#### Exercises to complete:
• a. Transcribe the part of the Cliff Dwellers club article starting at "Some members believe" and ending at "of the club.".
• b. Does the Cliff Dwellers club article support each statement below? Answer yes or no for each, quoting the words from the article that settle it.
(i) Hamlin Garland founded Cliff Dwellers in 1907.
(ii) The club moved into its current home in 2007.
(iii) Non-members are turned away from the "members table."
• c. According to the Cliff Dwellers club article, who is the club's artist-in-residence?

#### Supplied text:
_____

“We eat a lot of lunches here—it’s a gathering place for conversation.” That—and a stunning view—is the essence of the Cliff Dwellers. The club atop 200 South Michigan Avenue is a haven and hangout for patrons of the arts. It also was one of the 150 unique locations offered up by the Chicago Architecture Foundation for the 2014 Open House Chicago.
Cliff Dwellers was founded in 1907 by Hamlin Garland, an author prominent in the arts community. Back then, Cliff Dwellers was just down the street, sitting high above Orchestra Hall (220 South Michigan Avenue). The club has always boasted a great view, as it does in its current home where it moved in 1996.
Some members believe the name originally came from the book of the same name. Regardless, if it’s camaraderie you want—and perhaps a drink—Cliff Dwellers is a great place to enjoy them. Even if you’re not meeting a fellow member, the club offers hospitality via its “members table.” Anyone can sit there and, through a bequest from a former member, there’s wine available.
“You don’t have to meet up with people, you know someone will be at the member’s table,” a member told me. “We also have a lot of programming with authors, architects and photographers.”
The club is well-appointed with Mies van der Rohe-designed furniture. It has a fireplace, piano, and outside terrace with a great view. And, as befitting an arts-centric club, there’s a collection of art and memorabilia.
Cliff Dwellers even has an artist-in-residence, Tom Harris, whose architectural photography graces the walls of the club.

_____

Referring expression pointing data
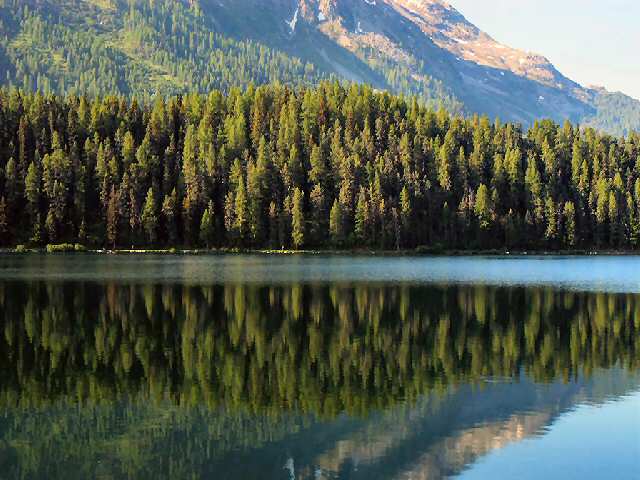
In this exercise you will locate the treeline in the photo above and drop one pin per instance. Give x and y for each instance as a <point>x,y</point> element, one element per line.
<point>132,47</point>
<point>327,167</point>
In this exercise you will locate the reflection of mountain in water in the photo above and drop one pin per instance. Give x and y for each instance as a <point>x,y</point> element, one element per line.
<point>347,381</point>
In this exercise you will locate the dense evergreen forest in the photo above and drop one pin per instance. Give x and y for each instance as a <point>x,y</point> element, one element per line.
<point>327,167</point>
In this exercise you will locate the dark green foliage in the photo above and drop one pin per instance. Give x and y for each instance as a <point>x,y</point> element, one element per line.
<point>331,166</point>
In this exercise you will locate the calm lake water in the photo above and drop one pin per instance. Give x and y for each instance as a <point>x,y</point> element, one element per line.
<point>257,367</point>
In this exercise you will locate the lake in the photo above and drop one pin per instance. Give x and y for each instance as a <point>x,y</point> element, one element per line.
<point>319,367</point>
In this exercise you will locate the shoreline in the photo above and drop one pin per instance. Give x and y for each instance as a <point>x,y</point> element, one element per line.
<point>419,252</point>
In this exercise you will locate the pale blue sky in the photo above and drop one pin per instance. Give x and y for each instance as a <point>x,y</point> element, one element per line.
<point>594,42</point>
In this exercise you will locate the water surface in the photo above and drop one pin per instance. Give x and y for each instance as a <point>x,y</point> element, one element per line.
<point>232,367</point>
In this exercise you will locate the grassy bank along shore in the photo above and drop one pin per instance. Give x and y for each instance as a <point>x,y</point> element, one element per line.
<point>424,251</point>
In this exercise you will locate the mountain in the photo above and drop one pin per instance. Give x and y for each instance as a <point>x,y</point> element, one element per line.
<point>416,47</point>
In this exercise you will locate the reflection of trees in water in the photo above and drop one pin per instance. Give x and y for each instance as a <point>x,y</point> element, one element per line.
<point>312,348</point>
<point>144,381</point>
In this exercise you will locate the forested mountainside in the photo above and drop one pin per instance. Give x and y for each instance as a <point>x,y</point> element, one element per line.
<point>424,48</point>
<point>325,167</point>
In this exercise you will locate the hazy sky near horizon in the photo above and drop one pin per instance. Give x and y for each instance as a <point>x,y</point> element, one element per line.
<point>594,42</point>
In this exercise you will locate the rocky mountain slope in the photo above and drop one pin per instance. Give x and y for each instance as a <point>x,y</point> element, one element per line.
<point>417,47</point>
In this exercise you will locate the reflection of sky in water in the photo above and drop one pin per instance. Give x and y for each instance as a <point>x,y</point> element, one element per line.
<point>590,273</point>
<point>590,442</point>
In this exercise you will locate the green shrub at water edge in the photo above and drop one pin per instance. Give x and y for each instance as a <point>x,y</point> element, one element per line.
<point>65,247</point>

_____

#### Outputs for the tasks:
• a.
Some members believe the name originally came from the book of the same name. Regardless, if it’s camaraderie you want—and perhaps a drink—Cliff Dwellers is a great place to enjoy them. Even if you’re not meeting a fellow member, the club offers hospitality via its “members table.” Anyone can sit there and, through a bequest from a former member, there’s wine available.
“You don’t have to meet up with people, you know someone will be at the member’s table,” a member told me. “We also have a lot of programming with authors, architects and photographers.”
The club is well-appointed with Mies van der Rohe-designed furniture. It has a fireplace, piano, and outside terrace with a great view. And, as befitting an arts-centric club, there’s a collection of art and memorabilia.
Cliff Dwellers even has an artist-in-residence, Tom Harris, whose architectural photography graces the walls of the club.

• b.
(i) Yes: "Cliff Dwellers was founded in 1907 by Hamlin Garland"
(ii) No: "its current home where it moved in 1996"
(iii) No: "Anyone can sit there"

• c. Tom Harris